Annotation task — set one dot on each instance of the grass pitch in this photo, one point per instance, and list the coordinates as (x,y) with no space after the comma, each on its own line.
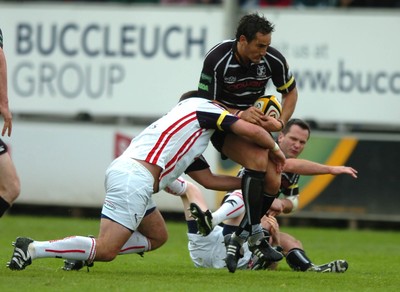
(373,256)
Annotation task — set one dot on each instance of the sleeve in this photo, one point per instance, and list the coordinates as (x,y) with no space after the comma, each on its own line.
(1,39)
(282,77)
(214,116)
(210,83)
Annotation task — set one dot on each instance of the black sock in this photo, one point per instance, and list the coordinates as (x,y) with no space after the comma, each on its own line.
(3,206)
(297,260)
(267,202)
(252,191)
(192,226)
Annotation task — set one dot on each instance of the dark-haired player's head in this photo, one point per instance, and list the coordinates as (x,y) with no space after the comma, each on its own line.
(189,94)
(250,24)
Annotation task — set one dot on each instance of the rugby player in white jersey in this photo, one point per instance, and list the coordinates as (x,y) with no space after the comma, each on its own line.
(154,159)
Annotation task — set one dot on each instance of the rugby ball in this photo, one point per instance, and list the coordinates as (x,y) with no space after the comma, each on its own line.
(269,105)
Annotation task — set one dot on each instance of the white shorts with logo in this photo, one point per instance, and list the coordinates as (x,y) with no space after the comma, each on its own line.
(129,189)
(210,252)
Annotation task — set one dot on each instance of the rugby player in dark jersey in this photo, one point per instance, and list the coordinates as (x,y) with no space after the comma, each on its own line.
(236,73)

#####

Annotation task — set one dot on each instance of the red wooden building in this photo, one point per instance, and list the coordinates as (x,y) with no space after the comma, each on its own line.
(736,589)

#####

Given instruction:
Copy out every line above that contains the word "white".

Answer for this exercise:
Annotation task — set one dot on each instance of the rugby player in white jersey in this photo, one point per instance, and list the coordinates as (x,y) with no space after the comma, each on its own line.
Annotation task — set one dot on each instance of the white shorts with logo in this photo, one point per instance, and list the coordinates as (x,y) with no space after the comma, each on its own line.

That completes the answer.